**RETO**: Identifique todas las líneas de las entradas que contienen la palabra "forest" y cópielas.

**INFORMACIÓN PROPORCIONADA**:
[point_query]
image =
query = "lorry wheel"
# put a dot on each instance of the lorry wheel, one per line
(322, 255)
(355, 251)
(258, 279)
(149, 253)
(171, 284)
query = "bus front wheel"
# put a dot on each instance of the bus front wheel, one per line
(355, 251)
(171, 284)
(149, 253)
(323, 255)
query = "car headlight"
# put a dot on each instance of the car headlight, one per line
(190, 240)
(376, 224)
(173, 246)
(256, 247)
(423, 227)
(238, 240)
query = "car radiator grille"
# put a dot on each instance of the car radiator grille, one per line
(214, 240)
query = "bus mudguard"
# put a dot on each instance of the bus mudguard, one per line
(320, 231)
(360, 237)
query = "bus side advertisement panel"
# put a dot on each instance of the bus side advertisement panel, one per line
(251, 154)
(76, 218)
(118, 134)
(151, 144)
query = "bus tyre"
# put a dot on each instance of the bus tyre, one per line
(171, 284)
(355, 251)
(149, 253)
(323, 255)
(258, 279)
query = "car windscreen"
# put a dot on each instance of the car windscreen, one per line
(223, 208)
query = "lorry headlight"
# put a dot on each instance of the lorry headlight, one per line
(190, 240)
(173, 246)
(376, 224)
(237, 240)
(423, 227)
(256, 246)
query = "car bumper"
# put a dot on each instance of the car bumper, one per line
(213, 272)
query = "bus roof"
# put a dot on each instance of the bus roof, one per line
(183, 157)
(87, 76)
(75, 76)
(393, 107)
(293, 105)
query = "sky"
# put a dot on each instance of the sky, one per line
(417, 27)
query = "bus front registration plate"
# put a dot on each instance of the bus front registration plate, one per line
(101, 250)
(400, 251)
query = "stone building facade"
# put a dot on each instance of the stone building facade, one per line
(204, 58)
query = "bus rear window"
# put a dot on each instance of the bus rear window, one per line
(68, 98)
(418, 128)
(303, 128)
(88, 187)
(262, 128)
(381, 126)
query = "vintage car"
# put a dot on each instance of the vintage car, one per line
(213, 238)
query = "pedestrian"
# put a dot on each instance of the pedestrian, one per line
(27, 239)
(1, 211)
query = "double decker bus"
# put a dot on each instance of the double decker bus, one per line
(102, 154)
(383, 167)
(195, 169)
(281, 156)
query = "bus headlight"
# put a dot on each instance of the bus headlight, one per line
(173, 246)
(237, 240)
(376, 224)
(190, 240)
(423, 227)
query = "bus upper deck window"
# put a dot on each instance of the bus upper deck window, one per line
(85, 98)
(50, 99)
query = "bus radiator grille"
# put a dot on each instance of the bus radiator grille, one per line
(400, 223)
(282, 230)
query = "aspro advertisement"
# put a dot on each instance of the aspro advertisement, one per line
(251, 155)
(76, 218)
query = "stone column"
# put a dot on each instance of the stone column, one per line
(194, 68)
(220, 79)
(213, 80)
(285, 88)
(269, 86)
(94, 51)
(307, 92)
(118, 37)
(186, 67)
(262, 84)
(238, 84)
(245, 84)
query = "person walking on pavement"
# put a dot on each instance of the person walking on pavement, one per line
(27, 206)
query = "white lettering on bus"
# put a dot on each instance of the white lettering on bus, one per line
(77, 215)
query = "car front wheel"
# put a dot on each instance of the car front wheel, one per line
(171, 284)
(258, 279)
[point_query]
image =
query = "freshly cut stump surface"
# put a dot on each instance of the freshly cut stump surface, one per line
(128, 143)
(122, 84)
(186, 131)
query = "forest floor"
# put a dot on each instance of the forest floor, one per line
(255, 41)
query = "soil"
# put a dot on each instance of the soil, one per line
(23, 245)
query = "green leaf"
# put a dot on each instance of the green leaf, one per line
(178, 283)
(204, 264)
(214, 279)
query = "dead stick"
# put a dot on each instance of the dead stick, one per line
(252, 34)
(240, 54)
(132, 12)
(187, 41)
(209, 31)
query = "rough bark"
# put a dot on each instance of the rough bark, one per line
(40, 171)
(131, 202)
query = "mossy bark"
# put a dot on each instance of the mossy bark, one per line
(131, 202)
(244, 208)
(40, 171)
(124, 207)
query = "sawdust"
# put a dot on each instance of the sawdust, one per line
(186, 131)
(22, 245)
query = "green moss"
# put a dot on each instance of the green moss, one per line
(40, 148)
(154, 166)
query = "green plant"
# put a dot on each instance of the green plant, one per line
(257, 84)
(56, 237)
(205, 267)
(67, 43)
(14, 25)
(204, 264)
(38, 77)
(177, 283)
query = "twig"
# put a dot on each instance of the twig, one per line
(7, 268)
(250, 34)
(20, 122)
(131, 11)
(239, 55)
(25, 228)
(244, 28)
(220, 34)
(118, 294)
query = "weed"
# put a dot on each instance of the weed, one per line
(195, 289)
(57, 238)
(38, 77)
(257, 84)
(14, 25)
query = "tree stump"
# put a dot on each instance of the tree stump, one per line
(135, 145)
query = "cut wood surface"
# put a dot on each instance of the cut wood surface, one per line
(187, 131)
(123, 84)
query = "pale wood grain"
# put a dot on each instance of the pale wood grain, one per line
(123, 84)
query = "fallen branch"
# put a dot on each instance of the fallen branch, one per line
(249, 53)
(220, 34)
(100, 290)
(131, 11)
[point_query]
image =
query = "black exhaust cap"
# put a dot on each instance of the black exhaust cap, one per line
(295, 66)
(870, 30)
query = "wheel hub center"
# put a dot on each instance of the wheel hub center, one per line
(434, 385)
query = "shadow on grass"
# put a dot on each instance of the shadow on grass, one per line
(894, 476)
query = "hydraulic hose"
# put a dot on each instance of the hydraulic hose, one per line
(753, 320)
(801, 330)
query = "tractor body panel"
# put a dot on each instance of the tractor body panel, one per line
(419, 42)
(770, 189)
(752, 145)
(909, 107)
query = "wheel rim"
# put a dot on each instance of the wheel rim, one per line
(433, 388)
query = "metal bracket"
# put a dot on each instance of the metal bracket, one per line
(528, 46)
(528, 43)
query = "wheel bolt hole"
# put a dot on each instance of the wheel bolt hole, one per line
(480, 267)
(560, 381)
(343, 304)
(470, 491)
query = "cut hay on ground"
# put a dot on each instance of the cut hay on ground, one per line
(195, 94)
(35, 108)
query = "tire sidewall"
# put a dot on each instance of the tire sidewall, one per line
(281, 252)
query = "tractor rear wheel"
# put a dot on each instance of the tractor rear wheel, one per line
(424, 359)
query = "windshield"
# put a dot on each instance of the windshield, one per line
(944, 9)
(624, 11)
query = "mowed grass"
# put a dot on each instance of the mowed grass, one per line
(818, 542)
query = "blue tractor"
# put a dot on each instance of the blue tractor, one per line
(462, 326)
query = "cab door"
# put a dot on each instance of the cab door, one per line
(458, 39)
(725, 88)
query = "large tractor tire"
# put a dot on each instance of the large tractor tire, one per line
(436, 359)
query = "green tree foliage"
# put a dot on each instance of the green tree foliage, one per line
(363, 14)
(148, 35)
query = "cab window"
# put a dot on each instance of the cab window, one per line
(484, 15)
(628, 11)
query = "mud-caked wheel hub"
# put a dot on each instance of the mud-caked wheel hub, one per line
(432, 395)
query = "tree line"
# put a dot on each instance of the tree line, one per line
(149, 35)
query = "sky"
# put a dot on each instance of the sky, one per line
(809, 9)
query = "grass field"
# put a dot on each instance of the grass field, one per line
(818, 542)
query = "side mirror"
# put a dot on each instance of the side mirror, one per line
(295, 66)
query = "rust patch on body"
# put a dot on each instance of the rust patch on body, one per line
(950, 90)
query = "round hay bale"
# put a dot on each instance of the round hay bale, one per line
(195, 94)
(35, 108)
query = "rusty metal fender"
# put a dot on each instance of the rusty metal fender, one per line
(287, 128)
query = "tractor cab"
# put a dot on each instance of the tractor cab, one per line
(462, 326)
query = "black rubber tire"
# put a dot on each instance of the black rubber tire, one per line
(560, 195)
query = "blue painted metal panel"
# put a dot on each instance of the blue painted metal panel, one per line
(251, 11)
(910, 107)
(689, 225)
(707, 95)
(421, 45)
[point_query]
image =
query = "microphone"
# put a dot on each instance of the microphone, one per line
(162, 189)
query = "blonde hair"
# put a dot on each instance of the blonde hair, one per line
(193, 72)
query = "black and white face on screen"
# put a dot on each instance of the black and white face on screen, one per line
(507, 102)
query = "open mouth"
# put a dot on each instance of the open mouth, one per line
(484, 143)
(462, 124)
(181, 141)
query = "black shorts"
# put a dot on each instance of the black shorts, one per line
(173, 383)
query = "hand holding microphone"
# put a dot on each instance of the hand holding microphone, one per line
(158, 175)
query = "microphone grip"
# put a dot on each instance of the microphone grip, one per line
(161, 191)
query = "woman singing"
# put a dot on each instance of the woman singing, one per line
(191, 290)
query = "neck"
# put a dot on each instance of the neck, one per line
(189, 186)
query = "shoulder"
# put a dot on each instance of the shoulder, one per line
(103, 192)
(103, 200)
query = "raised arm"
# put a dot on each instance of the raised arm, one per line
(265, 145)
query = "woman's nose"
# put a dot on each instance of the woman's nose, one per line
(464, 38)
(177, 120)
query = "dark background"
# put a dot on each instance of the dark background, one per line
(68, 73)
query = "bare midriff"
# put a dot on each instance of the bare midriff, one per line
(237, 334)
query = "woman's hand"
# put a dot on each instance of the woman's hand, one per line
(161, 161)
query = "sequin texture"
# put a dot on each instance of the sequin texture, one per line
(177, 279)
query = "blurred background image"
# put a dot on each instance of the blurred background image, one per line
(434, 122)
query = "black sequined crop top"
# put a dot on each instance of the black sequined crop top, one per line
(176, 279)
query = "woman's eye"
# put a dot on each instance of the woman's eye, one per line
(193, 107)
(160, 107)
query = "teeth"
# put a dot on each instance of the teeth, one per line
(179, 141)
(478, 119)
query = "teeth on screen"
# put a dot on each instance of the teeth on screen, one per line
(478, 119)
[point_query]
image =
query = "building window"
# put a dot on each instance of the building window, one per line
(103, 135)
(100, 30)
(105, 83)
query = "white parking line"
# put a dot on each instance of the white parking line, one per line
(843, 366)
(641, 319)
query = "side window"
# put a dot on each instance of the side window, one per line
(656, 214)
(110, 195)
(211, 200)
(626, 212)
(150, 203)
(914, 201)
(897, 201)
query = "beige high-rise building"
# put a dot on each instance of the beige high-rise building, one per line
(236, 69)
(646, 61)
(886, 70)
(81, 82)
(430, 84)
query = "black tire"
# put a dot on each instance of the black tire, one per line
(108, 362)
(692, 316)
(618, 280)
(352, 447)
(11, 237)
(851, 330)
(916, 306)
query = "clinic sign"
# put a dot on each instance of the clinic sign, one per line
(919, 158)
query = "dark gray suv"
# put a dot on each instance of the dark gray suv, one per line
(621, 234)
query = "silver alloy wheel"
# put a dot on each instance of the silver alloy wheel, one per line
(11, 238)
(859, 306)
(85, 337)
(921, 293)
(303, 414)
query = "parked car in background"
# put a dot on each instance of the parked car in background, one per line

**RESPUESTA AL PROBLEMA**:
query = "forest floor"
# put a dot on each instance of the forest floor, one per line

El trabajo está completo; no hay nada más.